## Wat je doet
1: Geef bij elke bewering aan of die klopt volgens het fragment: (a) de primaire klacht noemt onder meer art. 14 IVBPR; (b) het hof heeft vastgesteld dat [verzoeker] per e-mailbericht van 15 september 2015 is ingelicht over de ingediende akte van hoger beroep en memorie van grieven; (c) de advocaat naar wie de oproeping voor het pleidooi was verzonden, had het hof bericht dat hij [verzoeker] nog bijstond. Antwoord telkens met ja of nee en citeer de beslissende woorden letterlijk.
2: Neem uit het fragment letterlijk het stuk over dat begint bij "Subsidiair klaagt het" en doorloopt tot en met "spoedigste zouden bereiken.".

## Te lezen fragment
-.-.-

Het onderdeel betoogt primair dat art. 5, aanhef en onder 8o, Rv Aruba (hierna: RvA) onvoldoende waarborgt dat de akte van appel en de memorie van grieven de betrokkene daadwerkelijk bereiken, nu deze bepaling – anders dan art. 55 lid 1, tweede volzin, Rv Nederland – niet voorschrijft dat een tweede exemplaar van het exploot door de deurwaarder per aangetekende brief onverwijld wordt toegezonden aan de woonplaats of het werkelijk verblijf van de betrokkene. Door het ontbreken van laatstgenoemd voorschrift is art. 5, aanhef en onder 8o, RvA in het licht van onder meer de art. 6 en 13 EVRM, art. 14 IVBPR en art. 39 lid 1 Statuut voor het Koninkrijk onverbindend, aldus de primaire klacht.
Subsidiair klaagt het onderdeel onder meer dat het hof heeft nagelaten te onderzoeken of de betrokken functionarissen ervoor hadden zorggedragen dat de hiervoor genoemde stukken [verzoeker] ten spoedigste zouden bereiken.
De enkele vaststelling van het hof dat [verzoeker] per e-mailbericht van 15 september 2015 ervan op de hoogte is gesteld dat een akte van hoger beroep en memorie van grieven waren ingediend, volstaat in dit verband niet, aldus de subsidiaire klacht.
Voorts keert het onderdeel zich tegen het oordeel van het hof dat de oproeping van [verzoeker] voor het pleidooi in hoger beroep voldoet aan de daaraan te stellen eisen. Het onderdeel voert daartoe aan dat deze oproeping [verzoeker] nimmer heeft bereikt, terwijl de advocaat naar wie deze oproeping was verzonden, het hof had bericht dat hij [verzoeker] niet meer bijstond. Overigens zou een rechtsgeldig verzonden oproeping voor het pleidooi niet ertoe hebben geleid dat [verzoeker] over een redelijke mogelijkheid had beschikt om een memorie van antwoord in te dienen, zodat de overweging van het hof over deze oproeping relevantie mist, aldus de klacht.

-.-.-

[Gegevensoverzicht]
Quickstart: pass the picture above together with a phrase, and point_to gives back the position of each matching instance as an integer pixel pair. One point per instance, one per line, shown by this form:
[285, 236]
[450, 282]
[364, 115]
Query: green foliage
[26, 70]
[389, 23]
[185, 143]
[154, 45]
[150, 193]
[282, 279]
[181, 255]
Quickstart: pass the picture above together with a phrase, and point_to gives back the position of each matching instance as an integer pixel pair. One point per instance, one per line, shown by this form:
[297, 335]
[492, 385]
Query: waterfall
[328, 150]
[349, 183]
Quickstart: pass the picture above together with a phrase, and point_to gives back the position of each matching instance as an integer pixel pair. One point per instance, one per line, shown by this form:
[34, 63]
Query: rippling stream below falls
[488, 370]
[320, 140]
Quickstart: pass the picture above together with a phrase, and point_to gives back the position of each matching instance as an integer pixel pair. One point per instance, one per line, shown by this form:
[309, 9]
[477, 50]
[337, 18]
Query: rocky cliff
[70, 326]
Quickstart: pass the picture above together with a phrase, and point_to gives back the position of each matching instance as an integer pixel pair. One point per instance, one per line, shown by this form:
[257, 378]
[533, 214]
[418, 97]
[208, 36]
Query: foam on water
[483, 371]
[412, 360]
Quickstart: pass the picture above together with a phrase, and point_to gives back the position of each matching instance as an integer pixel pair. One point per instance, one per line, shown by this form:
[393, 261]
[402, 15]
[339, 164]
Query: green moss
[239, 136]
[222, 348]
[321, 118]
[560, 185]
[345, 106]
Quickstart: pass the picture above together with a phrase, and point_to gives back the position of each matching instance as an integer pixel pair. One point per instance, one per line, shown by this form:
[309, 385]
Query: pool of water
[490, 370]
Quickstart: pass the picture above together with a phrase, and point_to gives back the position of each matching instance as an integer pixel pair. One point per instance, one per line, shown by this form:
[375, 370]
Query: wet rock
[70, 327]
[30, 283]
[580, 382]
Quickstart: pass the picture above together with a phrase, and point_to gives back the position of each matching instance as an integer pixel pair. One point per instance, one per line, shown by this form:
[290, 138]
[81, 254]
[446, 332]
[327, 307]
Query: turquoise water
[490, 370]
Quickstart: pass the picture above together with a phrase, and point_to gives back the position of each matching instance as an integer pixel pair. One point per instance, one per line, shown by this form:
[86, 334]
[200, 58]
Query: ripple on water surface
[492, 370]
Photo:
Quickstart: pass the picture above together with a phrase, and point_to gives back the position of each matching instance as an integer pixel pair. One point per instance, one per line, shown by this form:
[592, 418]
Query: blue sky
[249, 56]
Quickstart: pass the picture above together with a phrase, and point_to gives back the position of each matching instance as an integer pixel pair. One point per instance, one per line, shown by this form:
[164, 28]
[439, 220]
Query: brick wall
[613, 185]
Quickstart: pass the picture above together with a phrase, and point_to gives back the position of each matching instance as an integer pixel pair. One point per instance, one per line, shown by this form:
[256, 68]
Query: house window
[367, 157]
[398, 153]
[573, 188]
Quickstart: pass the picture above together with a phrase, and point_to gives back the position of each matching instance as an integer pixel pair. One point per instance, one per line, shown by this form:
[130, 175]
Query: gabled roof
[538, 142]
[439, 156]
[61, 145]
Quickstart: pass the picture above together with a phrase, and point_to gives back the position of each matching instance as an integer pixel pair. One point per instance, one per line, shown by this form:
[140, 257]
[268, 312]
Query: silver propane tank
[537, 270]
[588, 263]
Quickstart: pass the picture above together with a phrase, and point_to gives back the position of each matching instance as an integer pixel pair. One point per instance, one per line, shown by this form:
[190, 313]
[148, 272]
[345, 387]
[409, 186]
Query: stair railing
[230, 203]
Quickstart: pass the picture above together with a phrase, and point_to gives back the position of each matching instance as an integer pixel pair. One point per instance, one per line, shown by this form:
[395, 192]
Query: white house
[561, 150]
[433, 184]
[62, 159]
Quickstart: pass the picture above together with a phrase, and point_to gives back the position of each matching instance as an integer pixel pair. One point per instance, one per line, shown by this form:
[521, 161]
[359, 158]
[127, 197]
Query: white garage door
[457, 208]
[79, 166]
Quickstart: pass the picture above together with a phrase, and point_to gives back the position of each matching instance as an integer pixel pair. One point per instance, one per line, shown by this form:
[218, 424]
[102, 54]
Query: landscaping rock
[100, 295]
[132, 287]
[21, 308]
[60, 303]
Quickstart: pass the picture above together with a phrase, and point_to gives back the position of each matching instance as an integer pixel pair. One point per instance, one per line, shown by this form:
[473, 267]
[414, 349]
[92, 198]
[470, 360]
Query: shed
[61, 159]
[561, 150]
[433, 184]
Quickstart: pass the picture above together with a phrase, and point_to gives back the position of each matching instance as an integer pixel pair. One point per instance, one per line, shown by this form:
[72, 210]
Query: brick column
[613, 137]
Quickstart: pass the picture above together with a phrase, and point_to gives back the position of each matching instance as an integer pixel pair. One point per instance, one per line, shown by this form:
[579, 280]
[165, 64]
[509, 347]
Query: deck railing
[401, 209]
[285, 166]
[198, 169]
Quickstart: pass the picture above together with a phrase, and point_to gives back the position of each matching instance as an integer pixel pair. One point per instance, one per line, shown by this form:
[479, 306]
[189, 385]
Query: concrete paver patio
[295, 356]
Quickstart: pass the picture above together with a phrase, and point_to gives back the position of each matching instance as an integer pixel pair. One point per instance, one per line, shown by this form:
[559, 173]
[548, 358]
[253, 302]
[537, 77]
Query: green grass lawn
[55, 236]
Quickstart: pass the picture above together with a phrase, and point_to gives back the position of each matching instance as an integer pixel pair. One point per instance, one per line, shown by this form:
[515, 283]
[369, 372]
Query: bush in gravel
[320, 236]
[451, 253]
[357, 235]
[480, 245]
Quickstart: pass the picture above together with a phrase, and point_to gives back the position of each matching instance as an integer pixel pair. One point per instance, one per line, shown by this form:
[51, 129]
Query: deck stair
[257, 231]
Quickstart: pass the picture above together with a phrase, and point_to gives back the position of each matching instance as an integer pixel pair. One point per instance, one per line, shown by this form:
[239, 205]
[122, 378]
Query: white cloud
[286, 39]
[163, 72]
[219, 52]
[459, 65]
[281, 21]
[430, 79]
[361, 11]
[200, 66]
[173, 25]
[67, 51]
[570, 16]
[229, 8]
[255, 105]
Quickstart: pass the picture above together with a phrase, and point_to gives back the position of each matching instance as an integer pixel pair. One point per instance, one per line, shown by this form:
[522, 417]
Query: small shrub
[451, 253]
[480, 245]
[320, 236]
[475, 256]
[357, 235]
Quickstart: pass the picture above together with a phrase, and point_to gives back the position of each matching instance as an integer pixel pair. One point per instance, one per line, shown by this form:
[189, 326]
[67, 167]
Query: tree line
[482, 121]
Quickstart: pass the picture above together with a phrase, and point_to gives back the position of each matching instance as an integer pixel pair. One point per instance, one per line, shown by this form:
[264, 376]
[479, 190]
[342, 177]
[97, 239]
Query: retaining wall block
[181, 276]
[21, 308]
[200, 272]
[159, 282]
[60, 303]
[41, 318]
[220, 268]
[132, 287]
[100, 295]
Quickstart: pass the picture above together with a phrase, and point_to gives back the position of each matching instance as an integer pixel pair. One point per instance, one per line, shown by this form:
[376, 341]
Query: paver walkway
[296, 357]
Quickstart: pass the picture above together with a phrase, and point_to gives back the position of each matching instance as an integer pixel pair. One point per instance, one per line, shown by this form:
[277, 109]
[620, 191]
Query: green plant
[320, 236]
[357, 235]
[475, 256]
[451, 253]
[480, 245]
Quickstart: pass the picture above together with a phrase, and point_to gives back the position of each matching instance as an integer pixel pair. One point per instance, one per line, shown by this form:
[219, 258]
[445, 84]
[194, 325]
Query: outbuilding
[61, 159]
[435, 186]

-.-.-

## Oplossingen op volgorde
1:
(a) Ja: "in het licht van onder meer de art. 6 en 13 EVRM, art. 14 IVBPR en art. 39 lid 1 Statuut voor het Koninkrijk"
(b) Ja: "De enkele vaststelling van het hof dat [verzoeker] per e-mailbericht van 15 september 2015 ervan op de hoogte is gesteld dat een akte van hoger beroep en memorie van grieven waren ingediend"
(c) Nee: "het hof had bericht dat hij [verzoeker] niet meer bijstond"

2:
Subsidiair klaagt het onderdeel onder meer dat het hof heeft nagelaten te onderzoeken of de betrokken functionarissen ervoor hadden zorggedragen dat de hiervoor genoemde stukken [verzoeker] ten spoedigste zouden bereiken.